- **REQUIREMENT**: Print the lines that run from the line with "Target: window glass" to the line with "Find the man's", keeping both end lines, exactly as they appear in the entries below, and nothing else.

BEGIN

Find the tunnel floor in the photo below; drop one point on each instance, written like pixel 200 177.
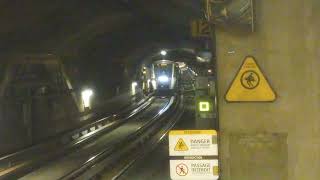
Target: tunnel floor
pixel 155 165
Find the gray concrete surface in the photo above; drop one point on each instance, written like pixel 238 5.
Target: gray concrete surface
pixel 286 46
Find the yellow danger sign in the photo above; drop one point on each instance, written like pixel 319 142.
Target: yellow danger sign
pixel 250 85
pixel 181 146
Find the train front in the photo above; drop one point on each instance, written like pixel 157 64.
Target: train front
pixel 164 76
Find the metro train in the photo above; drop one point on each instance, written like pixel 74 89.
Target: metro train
pixel 165 77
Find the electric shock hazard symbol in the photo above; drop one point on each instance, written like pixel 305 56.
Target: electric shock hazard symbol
pixel 181 146
pixel 250 85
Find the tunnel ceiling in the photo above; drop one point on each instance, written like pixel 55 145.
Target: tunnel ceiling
pixel 92 28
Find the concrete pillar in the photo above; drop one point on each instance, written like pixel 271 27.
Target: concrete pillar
pixel 278 140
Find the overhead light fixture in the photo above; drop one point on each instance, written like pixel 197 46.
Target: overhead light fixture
pixel 133 88
pixel 163 52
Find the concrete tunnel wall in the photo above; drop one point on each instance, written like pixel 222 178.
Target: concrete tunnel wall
pixel 278 140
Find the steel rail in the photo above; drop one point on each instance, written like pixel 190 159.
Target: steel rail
pixel 16 164
pixel 99 160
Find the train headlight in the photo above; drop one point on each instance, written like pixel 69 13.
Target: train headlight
pixel 86 97
pixel 163 79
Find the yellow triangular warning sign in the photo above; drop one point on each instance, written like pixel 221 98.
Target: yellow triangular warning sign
pixel 250 85
pixel 181 146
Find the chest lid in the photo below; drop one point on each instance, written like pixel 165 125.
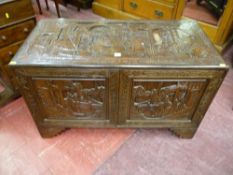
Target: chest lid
pixel 108 43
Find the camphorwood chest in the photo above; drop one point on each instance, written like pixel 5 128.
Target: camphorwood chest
pixel 123 74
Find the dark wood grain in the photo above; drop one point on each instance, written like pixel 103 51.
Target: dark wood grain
pixel 123 74
pixel 16 22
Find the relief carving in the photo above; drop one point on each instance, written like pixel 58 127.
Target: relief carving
pixel 166 100
pixel 137 42
pixel 72 98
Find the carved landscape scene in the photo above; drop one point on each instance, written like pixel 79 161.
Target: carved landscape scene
pixel 73 99
pixel 165 100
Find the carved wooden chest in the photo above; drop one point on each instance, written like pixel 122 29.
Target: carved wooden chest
pixel 124 74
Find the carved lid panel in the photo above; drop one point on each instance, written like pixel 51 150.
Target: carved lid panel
pixel 107 43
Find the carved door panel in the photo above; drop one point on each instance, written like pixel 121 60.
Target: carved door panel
pixel 86 97
pixel 159 96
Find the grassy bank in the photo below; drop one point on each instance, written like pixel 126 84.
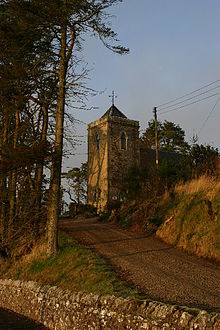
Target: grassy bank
pixel 194 223
pixel 187 217
pixel 74 267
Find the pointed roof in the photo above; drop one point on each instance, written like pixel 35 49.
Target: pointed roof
pixel 113 112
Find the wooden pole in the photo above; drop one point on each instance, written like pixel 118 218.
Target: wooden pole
pixel 156 138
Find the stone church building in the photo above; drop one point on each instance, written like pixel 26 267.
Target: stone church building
pixel 113 148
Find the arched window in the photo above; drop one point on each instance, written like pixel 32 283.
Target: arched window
pixel 97 142
pixel 123 141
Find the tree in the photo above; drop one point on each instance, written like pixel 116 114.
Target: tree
pixel 203 159
pixel 77 183
pixel 171 137
pixel 73 18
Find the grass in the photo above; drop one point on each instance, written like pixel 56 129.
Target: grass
pixel 74 267
pixel 195 220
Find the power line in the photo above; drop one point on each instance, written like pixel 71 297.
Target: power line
pixel 186 105
pixel 209 115
pixel 197 90
pixel 190 98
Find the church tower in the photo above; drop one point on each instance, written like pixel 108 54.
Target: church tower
pixel 113 148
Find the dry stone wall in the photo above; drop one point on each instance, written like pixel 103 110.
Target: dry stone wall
pixel 62 310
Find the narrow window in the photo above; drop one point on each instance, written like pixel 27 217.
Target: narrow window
pixel 97 142
pixel 123 141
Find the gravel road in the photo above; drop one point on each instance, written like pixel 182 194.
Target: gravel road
pixel 162 272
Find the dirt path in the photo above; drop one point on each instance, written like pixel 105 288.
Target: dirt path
pixel 164 273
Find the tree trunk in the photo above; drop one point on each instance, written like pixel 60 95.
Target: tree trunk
pixel 12 185
pixel 3 186
pixel 55 180
pixel 39 173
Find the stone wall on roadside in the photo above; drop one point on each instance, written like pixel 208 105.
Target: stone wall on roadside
pixel 62 309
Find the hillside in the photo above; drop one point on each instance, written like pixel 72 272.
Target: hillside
pixel 194 223
pixel 187 217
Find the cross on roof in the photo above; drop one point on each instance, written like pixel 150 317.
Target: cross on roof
pixel 113 96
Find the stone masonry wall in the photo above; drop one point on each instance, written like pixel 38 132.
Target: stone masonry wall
pixel 62 310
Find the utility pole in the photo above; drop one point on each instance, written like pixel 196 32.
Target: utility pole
pixel 156 139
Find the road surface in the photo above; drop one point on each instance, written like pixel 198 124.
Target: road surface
pixel 162 272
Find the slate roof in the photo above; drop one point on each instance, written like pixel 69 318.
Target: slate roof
pixel 113 112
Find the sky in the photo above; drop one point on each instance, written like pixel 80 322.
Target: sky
pixel 174 49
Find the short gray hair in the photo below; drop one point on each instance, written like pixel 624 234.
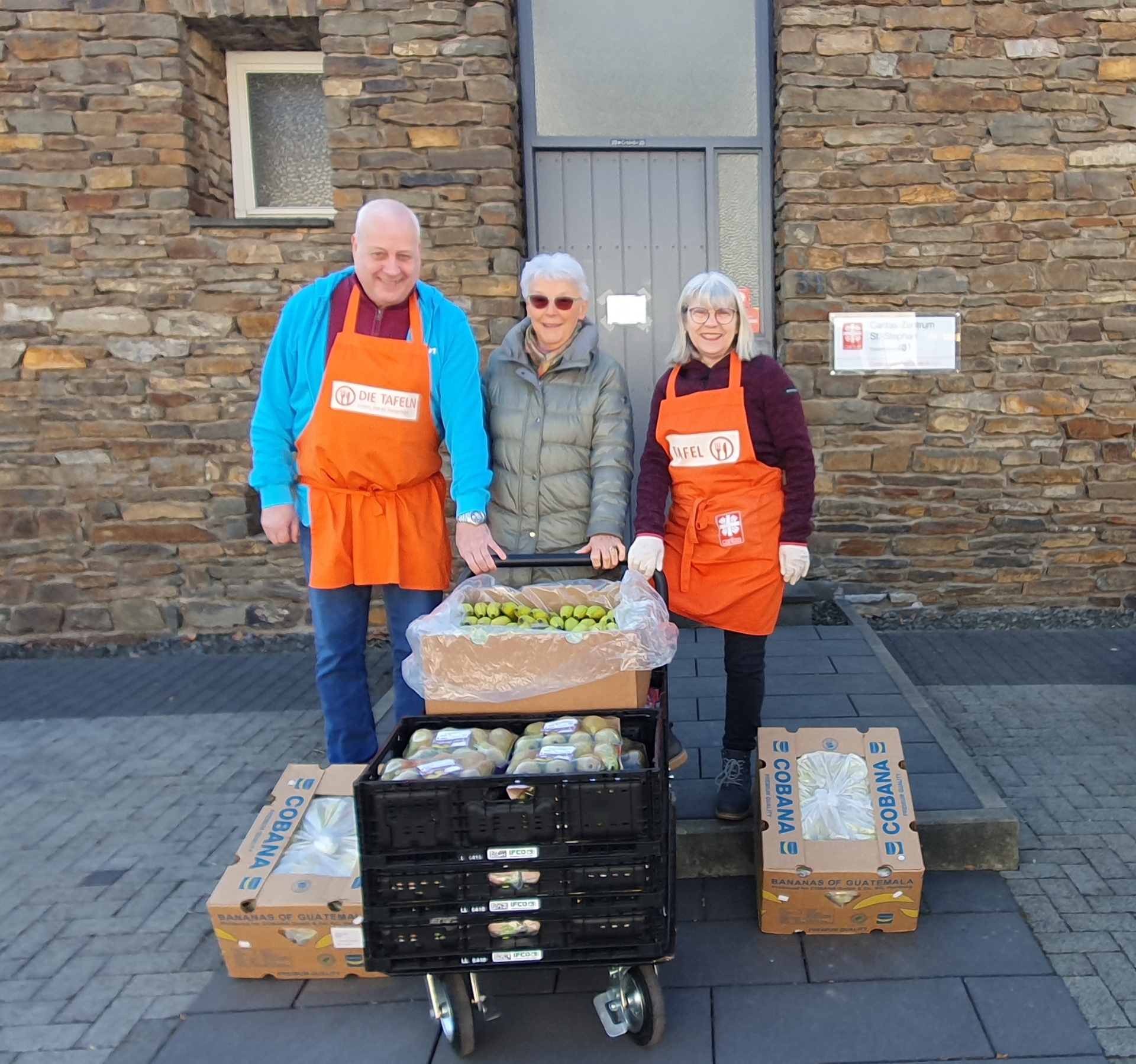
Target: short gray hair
pixel 711 290
pixel 557 266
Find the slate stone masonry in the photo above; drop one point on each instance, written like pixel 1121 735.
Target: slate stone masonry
pixel 967 157
pixel 972 158
pixel 132 330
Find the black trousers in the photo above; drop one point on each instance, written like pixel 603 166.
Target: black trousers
pixel 746 690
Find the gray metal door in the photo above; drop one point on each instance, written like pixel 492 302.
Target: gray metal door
pixel 637 221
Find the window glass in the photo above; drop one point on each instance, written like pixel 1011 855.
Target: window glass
pixel 740 208
pixel 291 163
pixel 646 69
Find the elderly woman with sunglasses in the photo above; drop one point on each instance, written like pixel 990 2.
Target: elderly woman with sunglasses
pixel 560 428
pixel 728 443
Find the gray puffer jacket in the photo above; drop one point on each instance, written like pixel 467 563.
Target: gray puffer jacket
pixel 561 449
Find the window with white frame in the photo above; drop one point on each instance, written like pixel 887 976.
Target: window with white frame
pixel 281 160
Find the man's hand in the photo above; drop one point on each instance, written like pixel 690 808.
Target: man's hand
pixel 607 552
pixel 281 524
pixel 474 545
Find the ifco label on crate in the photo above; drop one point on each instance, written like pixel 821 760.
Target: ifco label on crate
pixel 512 853
pixel 515 905
pixel 511 956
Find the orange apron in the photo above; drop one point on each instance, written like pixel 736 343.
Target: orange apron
pixel 369 457
pixel 724 528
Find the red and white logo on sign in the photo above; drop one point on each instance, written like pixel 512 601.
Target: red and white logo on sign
pixel 731 532
pixel 852 337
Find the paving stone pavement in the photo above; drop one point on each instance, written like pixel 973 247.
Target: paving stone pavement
pixel 972 984
pixel 122 804
pixel 1064 757
pixel 101 968
pixel 1018 657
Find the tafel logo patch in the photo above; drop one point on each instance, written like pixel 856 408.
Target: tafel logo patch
pixel 375 402
pixel 705 448
pixel 731 530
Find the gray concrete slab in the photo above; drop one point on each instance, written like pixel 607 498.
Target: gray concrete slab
pixel 395 1034
pixel 733 952
pixel 1014 659
pixel 838 1023
pixel 967 892
pixel 323 992
pixel 958 944
pixel 223 994
pixel 1031 1017
pixel 942 791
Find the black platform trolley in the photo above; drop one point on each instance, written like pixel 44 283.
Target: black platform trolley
pixel 435 859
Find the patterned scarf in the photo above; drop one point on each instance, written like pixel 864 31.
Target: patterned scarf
pixel 546 360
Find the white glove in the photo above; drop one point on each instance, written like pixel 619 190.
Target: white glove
pixel 795 560
pixel 646 555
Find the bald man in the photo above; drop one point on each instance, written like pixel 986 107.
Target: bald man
pixel 369 372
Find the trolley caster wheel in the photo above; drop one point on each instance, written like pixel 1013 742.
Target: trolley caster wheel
pixel 456 1013
pixel 644 1010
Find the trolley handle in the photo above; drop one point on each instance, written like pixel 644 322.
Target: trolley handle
pixel 570 560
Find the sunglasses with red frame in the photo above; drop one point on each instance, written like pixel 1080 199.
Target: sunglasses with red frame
pixel 561 302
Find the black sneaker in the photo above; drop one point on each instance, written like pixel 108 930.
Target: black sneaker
pixel 735 787
pixel 676 753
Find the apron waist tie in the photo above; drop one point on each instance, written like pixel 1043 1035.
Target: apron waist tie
pixel 382 496
pixel 690 539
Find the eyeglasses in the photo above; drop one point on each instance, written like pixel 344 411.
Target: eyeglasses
pixel 701 315
pixel 561 302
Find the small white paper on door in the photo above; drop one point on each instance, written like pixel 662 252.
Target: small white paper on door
pixel 627 309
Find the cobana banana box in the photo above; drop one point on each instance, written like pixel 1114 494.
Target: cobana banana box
pixel 283 908
pixel 834 827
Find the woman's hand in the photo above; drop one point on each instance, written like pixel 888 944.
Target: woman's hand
pixel 607 552
pixel 795 560
pixel 646 555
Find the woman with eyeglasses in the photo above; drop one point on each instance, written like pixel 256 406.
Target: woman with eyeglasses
pixel 560 428
pixel 728 443
pixel 560 433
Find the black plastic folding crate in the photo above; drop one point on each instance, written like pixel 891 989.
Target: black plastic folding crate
pixel 596 933
pixel 416 887
pixel 606 817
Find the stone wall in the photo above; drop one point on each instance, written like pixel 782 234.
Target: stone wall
pixel 973 158
pixel 132 330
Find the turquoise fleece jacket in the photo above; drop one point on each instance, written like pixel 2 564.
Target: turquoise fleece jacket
pixel 295 371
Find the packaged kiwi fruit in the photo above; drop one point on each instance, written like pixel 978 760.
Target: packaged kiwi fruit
pixel 516 617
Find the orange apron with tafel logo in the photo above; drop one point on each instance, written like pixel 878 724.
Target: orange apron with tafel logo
pixel 724 528
pixel 369 459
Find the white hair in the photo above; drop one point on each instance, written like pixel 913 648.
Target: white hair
pixel 711 290
pixel 557 266
pixel 385 208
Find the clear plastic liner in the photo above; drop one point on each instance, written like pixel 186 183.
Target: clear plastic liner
pixel 325 844
pixel 453 662
pixel 835 798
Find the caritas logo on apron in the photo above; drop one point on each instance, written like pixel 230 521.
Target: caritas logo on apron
pixel 375 402
pixel 705 448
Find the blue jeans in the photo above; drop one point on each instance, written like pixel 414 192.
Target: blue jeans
pixel 339 617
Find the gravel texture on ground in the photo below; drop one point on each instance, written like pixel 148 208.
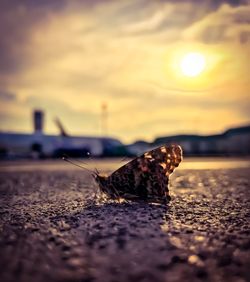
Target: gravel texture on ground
pixel 51 230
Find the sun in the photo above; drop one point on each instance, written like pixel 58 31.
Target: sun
pixel 192 64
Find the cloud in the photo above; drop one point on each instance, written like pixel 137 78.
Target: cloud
pixel 227 24
pixel 7 96
pixel 68 57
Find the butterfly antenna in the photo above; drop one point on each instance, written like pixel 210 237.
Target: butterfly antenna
pixel 91 159
pixel 66 159
pixel 78 161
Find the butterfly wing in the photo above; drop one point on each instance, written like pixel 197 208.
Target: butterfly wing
pixel 147 176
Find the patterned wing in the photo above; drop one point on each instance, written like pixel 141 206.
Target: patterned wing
pixel 147 176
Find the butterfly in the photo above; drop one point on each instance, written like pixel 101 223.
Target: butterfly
pixel 144 178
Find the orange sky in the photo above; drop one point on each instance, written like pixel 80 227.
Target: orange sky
pixel 70 57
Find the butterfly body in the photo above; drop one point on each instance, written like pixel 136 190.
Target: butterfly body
pixel 144 178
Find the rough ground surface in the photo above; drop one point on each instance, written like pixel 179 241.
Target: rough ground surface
pixel 51 232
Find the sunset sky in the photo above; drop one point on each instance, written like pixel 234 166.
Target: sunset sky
pixel 70 57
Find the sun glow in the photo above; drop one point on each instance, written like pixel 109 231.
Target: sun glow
pixel 192 64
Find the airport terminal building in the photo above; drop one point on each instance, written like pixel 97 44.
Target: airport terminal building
pixel 39 144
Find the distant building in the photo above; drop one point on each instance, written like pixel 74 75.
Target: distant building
pixel 39 144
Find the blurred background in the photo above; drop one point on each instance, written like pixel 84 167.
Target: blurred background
pixel 114 78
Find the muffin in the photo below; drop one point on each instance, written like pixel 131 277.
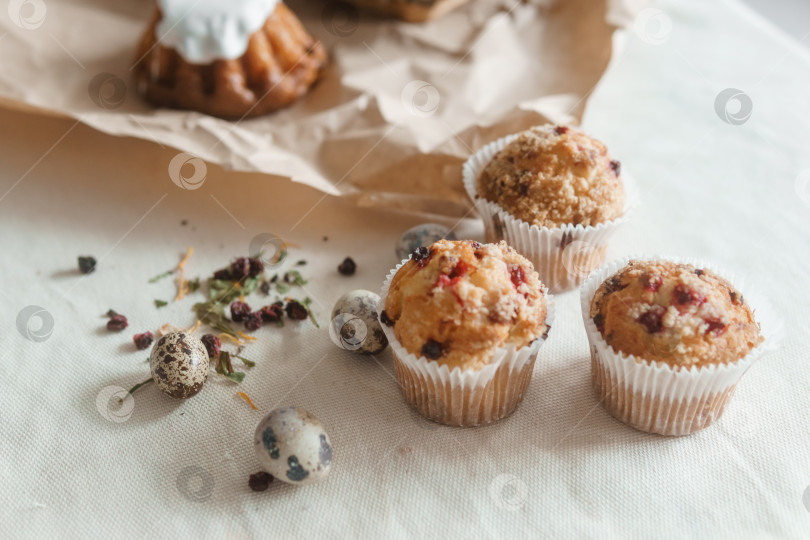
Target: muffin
pixel 412 10
pixel 669 342
pixel 465 321
pixel 553 193
pixel 235 59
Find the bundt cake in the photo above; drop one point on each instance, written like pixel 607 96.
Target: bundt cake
pixel 226 58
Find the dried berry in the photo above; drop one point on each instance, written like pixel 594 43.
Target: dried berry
pixel 143 341
pixel 385 319
pixel 651 283
pixel 223 274
pixel 653 319
pixel 212 344
pixel 271 313
pixel 260 481
pixel 296 311
pixel 613 284
pixel 566 239
pixel 421 255
pixel 685 296
pixel 87 264
pixel 253 321
pixel 432 349
pixel 347 267
pixel 715 325
pixel 117 322
pixel 239 310
pixel 518 275
pixel 599 321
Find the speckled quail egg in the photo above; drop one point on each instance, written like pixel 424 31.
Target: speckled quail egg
pixel 422 235
pixel 179 364
pixel 355 326
pixel 292 445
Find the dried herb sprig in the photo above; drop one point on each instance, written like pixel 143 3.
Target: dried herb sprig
pixel 225 368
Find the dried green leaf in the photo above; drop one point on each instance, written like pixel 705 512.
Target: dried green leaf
pixel 248 363
pixel 213 314
pixel 193 284
pixel 294 277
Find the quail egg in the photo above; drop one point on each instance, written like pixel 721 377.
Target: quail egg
pixel 355 326
pixel 292 445
pixel 179 364
pixel 422 236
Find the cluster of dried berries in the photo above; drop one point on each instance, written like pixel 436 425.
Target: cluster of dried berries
pixel 253 320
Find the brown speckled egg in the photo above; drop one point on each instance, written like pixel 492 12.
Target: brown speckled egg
pixel 179 364
pixel 292 445
pixel 355 326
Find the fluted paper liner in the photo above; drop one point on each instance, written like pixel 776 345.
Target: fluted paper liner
pixel 459 397
pixel 563 256
pixel 653 396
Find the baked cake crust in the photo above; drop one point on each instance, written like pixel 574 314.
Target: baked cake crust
pixel 674 313
pixel 555 175
pixel 412 10
pixel 456 302
pixel 281 63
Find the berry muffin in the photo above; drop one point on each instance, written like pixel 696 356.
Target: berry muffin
pixel 553 193
pixel 465 321
pixel 235 59
pixel 669 341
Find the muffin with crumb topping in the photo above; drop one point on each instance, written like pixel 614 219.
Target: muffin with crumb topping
pixel 465 321
pixel 555 194
pixel 669 343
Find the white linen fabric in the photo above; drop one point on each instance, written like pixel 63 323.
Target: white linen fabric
pixel 716 184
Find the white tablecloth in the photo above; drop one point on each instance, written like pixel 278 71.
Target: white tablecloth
pixel 737 195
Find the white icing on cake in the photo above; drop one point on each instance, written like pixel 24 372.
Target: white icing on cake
pixel 206 30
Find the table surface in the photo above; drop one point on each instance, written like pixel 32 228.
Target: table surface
pixel 734 192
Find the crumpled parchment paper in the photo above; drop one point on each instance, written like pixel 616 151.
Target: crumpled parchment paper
pixel 397 111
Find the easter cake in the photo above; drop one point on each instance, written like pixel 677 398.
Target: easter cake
pixel 412 10
pixel 235 59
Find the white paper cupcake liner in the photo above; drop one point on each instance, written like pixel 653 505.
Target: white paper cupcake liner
pixel 459 397
pixel 655 397
pixel 563 256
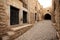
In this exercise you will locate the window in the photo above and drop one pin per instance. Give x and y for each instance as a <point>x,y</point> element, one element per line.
<point>24,4</point>
<point>14,15</point>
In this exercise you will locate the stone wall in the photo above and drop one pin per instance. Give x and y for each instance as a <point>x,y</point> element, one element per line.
<point>56,12</point>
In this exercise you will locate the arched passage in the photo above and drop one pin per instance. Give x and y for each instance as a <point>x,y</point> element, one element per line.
<point>47,17</point>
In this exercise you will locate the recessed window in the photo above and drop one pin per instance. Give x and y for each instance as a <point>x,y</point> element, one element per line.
<point>14,15</point>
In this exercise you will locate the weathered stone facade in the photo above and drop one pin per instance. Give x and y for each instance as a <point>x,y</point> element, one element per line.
<point>30,7</point>
<point>56,14</point>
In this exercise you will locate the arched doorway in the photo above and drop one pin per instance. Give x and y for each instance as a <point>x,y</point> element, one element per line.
<point>47,17</point>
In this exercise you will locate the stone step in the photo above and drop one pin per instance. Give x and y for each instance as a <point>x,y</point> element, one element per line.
<point>18,31</point>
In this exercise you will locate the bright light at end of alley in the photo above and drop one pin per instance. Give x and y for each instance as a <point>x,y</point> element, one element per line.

END

- **REPLY**:
Target: window glass
pixel 740 208
pixel 291 163
pixel 646 69
Find the elderly woman with sunglasses in the photo above; drop one point on each instance, written like pixel 990 2.
Target: elderly woman with sunglasses
pixel 560 428
pixel 728 443
Find the gray puffer jacket in the photo above; drop one point on each instance, written like pixel 467 563.
Target: gray puffer jacket
pixel 561 449
Find the window with white frame in the photo above; drop one point on each instance, written like pixel 887 976.
Target: window with white frame
pixel 281 160
Find the man's hand in the photo above; drop one point on each instance, written like pixel 690 808.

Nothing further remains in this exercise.